··· Source document ···

Activists have been primarily focusing on the devastating impact of child marriage on girls and girl’s education but in this case boys are also being affected.
According to Girls not Brides , 34% of girls in Uganda are married before their 18th birthday and a 7% are married before the age of 15. 6% of boys are married before their 18th birthday.
Child marriage for boys may be primarily driven through norms that create societal pressure to marry as soon as economic independence and the ability to support a family is achieved. This is supported by the consistent relationship between the economic indicators linked to “readiness to marry,” such as employment and being out of school. Other push factors include poverty, employment opportunities, or limited returns to education that drive significant proportions of boys out of school and into the labor force, thus they end up marrying at an early age.
For boys, child marriage can shut down opportunities to go to school, can have profound, psychological consequences and is no less a violation of their rights. It can have wide ranging implications for boys as they have to deal with the pressure of being the main provider for the family and with the responsibilities of parenthood when they are still children themselves.

···

*Given task 1*
Could you reproduce the passage on child marriage among boys, starting at the words "According to Girls" and stopping after "an early age."?

··· Data provided ···

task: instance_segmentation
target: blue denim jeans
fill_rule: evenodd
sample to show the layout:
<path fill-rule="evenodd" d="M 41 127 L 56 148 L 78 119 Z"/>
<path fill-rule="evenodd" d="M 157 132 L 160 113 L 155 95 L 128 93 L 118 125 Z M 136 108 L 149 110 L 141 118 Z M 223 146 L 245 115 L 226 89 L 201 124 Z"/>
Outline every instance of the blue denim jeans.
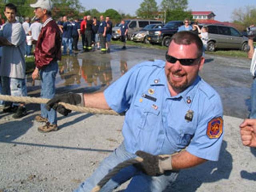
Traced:
<path fill-rule="evenodd" d="M 17 96 L 28 95 L 25 79 L 1 77 L 2 94 L 3 95 Z M 5 105 L 10 105 L 11 102 L 4 102 Z"/>
<path fill-rule="evenodd" d="M 73 38 L 66 38 L 65 37 L 62 38 L 62 45 L 63 45 L 63 52 L 64 55 L 67 54 L 67 48 L 68 48 L 69 50 L 69 54 L 72 54 L 72 43 L 73 42 Z"/>
<path fill-rule="evenodd" d="M 256 119 L 256 78 L 253 80 L 251 88 L 251 112 L 250 119 Z"/>
<path fill-rule="evenodd" d="M 51 99 L 55 94 L 55 79 L 58 72 L 56 61 L 52 62 L 43 69 L 40 70 L 41 81 L 41 97 Z M 45 108 L 45 104 L 41 104 L 41 116 L 48 119 L 52 124 L 57 124 L 57 112 L 52 109 L 50 111 Z"/>
<path fill-rule="evenodd" d="M 90 192 L 97 183 L 118 164 L 136 156 L 125 149 L 124 143 L 100 163 L 92 175 L 82 183 L 74 192 Z M 101 192 L 112 192 L 113 189 L 132 178 L 124 191 L 159 192 L 174 182 L 178 172 L 167 172 L 164 175 L 152 177 L 146 175 L 133 166 L 121 170 L 102 187 Z"/>
<path fill-rule="evenodd" d="M 28 45 L 26 44 L 26 54 L 29 56 L 31 55 L 31 49 L 32 49 L 32 45 Z"/>
<path fill-rule="evenodd" d="M 1 77 L 0 77 L 0 94 L 2 94 L 2 81 L 1 80 Z M 4 101 L 0 100 L 0 105 L 4 104 Z"/>

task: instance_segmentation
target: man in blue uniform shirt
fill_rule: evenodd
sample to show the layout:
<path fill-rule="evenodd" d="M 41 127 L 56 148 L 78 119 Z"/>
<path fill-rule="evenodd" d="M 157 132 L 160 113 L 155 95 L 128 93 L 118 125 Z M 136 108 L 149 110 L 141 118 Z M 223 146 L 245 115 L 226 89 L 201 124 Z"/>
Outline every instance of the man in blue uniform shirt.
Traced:
<path fill-rule="evenodd" d="M 70 93 L 48 102 L 48 110 L 64 115 L 70 111 L 58 102 L 126 112 L 124 142 L 76 191 L 90 191 L 114 166 L 137 156 L 143 162 L 122 169 L 101 191 L 112 191 L 132 178 L 125 191 L 161 192 L 179 170 L 218 160 L 222 107 L 219 95 L 198 74 L 204 61 L 202 46 L 197 35 L 177 33 L 165 62 L 137 65 L 103 92 Z"/>

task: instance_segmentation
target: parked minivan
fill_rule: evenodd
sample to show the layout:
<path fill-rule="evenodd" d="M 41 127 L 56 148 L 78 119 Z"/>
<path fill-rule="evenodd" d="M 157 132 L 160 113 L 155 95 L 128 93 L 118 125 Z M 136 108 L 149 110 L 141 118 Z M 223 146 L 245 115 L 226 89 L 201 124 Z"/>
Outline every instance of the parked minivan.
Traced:
<path fill-rule="evenodd" d="M 248 38 L 235 28 L 220 24 L 208 24 L 209 38 L 207 50 L 214 51 L 216 49 L 246 50 Z"/>
<path fill-rule="evenodd" d="M 124 20 L 125 24 L 128 27 L 128 39 L 130 39 L 132 34 L 138 31 L 149 24 L 162 24 L 161 21 L 145 19 L 128 19 Z M 112 28 L 112 38 L 118 39 L 121 35 L 120 26 Z"/>

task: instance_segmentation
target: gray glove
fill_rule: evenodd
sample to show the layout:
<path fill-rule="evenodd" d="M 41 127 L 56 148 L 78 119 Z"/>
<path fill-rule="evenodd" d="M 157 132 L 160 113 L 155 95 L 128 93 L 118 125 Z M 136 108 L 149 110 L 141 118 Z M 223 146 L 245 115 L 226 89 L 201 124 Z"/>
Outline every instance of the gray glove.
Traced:
<path fill-rule="evenodd" d="M 144 173 L 150 176 L 164 174 L 165 171 L 172 170 L 172 156 L 153 155 L 142 151 L 138 151 L 136 154 L 143 159 L 143 161 L 134 166 Z"/>

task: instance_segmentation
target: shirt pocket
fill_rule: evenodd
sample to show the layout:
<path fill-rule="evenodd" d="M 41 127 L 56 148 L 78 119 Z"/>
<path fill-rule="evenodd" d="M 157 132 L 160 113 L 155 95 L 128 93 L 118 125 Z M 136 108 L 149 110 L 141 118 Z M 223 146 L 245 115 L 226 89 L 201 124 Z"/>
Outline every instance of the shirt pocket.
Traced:
<path fill-rule="evenodd" d="M 160 109 L 156 102 L 138 97 L 134 105 L 138 128 L 150 131 L 159 126 Z"/>

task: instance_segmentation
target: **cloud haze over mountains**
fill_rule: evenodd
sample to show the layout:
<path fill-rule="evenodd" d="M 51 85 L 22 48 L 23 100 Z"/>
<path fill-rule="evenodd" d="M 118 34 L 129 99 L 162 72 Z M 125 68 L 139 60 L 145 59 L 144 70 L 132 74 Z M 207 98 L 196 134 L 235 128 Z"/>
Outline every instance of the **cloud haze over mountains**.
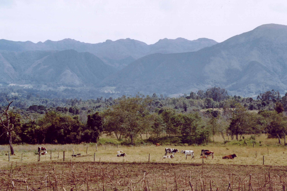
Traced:
<path fill-rule="evenodd" d="M 98 44 L 2 39 L 0 83 L 109 87 L 118 96 L 189 94 L 216 86 L 233 95 L 254 96 L 272 89 L 285 92 L 287 60 L 287 26 L 274 24 L 220 43 L 181 38 L 149 45 L 129 38 Z"/>

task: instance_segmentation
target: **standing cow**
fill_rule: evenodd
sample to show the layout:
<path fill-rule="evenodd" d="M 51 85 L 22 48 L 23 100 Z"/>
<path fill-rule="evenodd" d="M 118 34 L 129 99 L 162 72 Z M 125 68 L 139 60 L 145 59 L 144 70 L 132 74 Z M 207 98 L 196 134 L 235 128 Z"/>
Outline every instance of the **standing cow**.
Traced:
<path fill-rule="evenodd" d="M 206 151 L 209 151 L 209 150 L 206 150 L 206 149 L 201 149 L 201 153 L 200 153 L 200 156 L 202 156 L 202 152 L 206 152 Z"/>
<path fill-rule="evenodd" d="M 165 154 L 164 155 L 165 155 L 166 156 L 166 155 L 167 155 L 168 153 L 169 153 L 170 154 L 173 154 L 174 156 L 174 155 L 176 153 L 179 153 L 179 149 L 170 149 L 169 148 L 165 148 Z"/>
<path fill-rule="evenodd" d="M 235 157 L 237 157 L 235 154 L 230 155 L 227 155 L 226 156 L 223 156 L 223 159 L 233 159 Z"/>
<path fill-rule="evenodd" d="M 191 156 L 191 159 L 193 158 L 194 159 L 195 159 L 194 157 L 194 153 L 193 151 L 187 151 L 187 150 L 182 150 L 180 151 L 180 153 L 182 153 L 185 154 L 185 159 L 187 159 L 187 156 Z"/>
<path fill-rule="evenodd" d="M 207 157 L 209 156 L 212 156 L 212 159 L 213 159 L 213 155 L 214 154 L 214 153 L 213 151 L 203 151 L 202 153 L 201 153 L 201 154 L 203 157 L 206 156 L 206 159 L 207 159 Z"/>
<path fill-rule="evenodd" d="M 38 154 L 39 154 L 39 155 L 45 155 L 47 153 L 47 149 L 46 149 L 46 147 L 38 147 Z"/>

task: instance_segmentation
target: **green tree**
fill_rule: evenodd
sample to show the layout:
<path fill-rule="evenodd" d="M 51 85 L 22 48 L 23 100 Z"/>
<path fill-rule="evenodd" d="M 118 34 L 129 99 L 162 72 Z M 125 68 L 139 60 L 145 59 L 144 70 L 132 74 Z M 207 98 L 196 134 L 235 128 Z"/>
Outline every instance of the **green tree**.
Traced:
<path fill-rule="evenodd" d="M 81 136 L 82 141 L 97 142 L 103 131 L 103 118 L 98 112 L 92 115 L 88 115 L 87 124 L 82 133 L 83 135 Z"/>
<path fill-rule="evenodd" d="M 77 143 L 81 141 L 81 130 L 84 125 L 78 116 L 51 111 L 40 119 L 38 125 L 43 128 L 45 142 L 52 144 Z"/>
<path fill-rule="evenodd" d="M 250 122 L 249 113 L 245 107 L 238 104 L 233 113 L 232 118 L 228 129 L 231 132 L 231 139 L 233 139 L 236 136 L 236 139 L 238 140 L 238 135 L 248 133 L 249 122 Z"/>
<path fill-rule="evenodd" d="M 105 112 L 105 130 L 111 130 L 110 125 L 117 125 L 125 138 L 129 139 L 132 145 L 149 120 L 147 109 L 149 99 L 137 96 L 134 98 L 121 98 L 118 103 Z M 108 126 L 106 128 L 106 125 Z M 109 128 L 108 128 L 109 127 Z M 113 130 L 116 127 L 113 128 Z M 114 130 L 113 131 L 115 132 Z"/>

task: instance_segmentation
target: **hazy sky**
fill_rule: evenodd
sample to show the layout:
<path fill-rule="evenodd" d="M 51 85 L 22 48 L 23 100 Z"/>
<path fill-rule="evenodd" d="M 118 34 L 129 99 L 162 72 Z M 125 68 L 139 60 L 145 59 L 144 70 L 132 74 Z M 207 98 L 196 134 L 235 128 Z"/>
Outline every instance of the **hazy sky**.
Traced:
<path fill-rule="evenodd" d="M 222 42 L 271 23 L 287 25 L 286 0 L 0 0 L 0 39 L 14 41 Z"/>

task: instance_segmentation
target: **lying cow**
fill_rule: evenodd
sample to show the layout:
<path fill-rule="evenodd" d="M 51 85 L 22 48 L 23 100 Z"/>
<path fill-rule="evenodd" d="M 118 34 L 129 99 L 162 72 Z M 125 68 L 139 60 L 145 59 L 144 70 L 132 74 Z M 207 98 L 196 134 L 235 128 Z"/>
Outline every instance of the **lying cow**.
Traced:
<path fill-rule="evenodd" d="M 201 154 L 203 155 L 203 156 L 206 156 L 206 159 L 209 156 L 212 156 L 212 159 L 213 159 L 213 155 L 214 153 L 213 151 L 203 151 L 201 153 Z"/>
<path fill-rule="evenodd" d="M 46 147 L 38 147 L 38 154 L 39 154 L 39 155 L 45 155 L 47 153 L 47 149 L 46 149 Z"/>
<path fill-rule="evenodd" d="M 209 150 L 205 150 L 205 149 L 201 149 L 201 153 L 200 153 L 200 156 L 202 156 L 202 152 L 207 152 L 207 151 L 209 151 Z"/>
<path fill-rule="evenodd" d="M 126 156 L 126 153 L 118 153 L 118 154 L 117 155 L 117 156 L 118 157 L 124 157 L 125 156 Z"/>
<path fill-rule="evenodd" d="M 167 155 L 168 153 L 169 153 L 170 154 L 173 154 L 173 155 L 174 155 L 176 153 L 179 153 L 179 149 L 170 149 L 169 148 L 165 148 L 165 154 L 164 155 L 166 156 L 166 155 Z"/>
<path fill-rule="evenodd" d="M 234 157 L 237 157 L 235 154 L 230 155 L 227 155 L 226 156 L 223 156 L 223 159 L 233 159 Z"/>
<path fill-rule="evenodd" d="M 173 155 L 168 155 L 167 156 L 163 156 L 162 158 L 173 158 L 174 156 Z"/>
<path fill-rule="evenodd" d="M 193 158 L 193 159 L 195 159 L 194 157 L 194 153 L 193 152 L 193 151 L 187 151 L 187 150 L 182 150 L 181 151 L 180 151 L 180 153 L 183 153 L 184 154 L 185 154 L 185 159 L 187 159 L 187 156 L 191 156 L 191 159 L 192 159 L 192 158 Z"/>

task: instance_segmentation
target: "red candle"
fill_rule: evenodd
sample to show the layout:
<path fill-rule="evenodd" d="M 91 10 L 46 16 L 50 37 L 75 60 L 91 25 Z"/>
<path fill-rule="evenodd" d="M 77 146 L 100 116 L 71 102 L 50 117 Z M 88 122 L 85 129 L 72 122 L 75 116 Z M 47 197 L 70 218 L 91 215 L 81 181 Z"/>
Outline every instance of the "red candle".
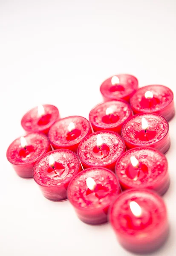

···

*Given task 2*
Can you rewrite the records from their first line through the line containing "73 38 L 66 38", both ends included, with every coordinate in the traced answers multiplied by 1.85 and rounded to a whole number (halves rounded up), while the requests and their layout samples stay unchanged? Output only those lines, and leave the pictures out.

*Right answer 1*
According to Girls not Brides , 34% of girls in Uganda are married before their 18th birthday and a 7% are married before the age of 15. 6% of boys are married before their 18th birthday.
Child marriage for boys may be primarily driven through norms that create societal pressure to marry as soon as economic independence and the ability to support a family is achieved. This is supported by the consistent relationship between the economic indicators linked to “readiness to marry,” such as employment and being out of school. Other push factors include poverty, employment opportunities, or limited returns to education that drive significant proportions of boys out of school and into the labor force, thus they end up marrying at an early age.

*Right answer 2*
task: instance_segmentation
target: blue denim jeans
fill_rule: evenodd
sample to show the layout:
<path fill-rule="evenodd" d="M 41 127 L 56 148 L 78 119 Z"/>
<path fill-rule="evenodd" d="M 157 132 L 160 113 L 155 95 L 128 93 L 118 125 Z M 136 108 L 149 110 L 141 118 Z M 223 146 L 245 115 L 226 89 L 201 124 Z"/>
Outline every instance of the blue denim jeans.
Traced:
<path fill-rule="evenodd" d="M 31 178 L 52 176 L 46 146 L 2 142 L 4 174 L 6 176 Z M 9 194 L 19 194 L 20 189 L 7 189 Z"/>
<path fill-rule="evenodd" d="M 135 70 L 122 70 L 120 68 L 115 70 L 115 83 L 117 83 L 117 96 L 118 102 L 124 100 L 124 89 L 126 89 L 128 93 L 128 100 L 133 100 L 133 80 L 135 78 Z"/>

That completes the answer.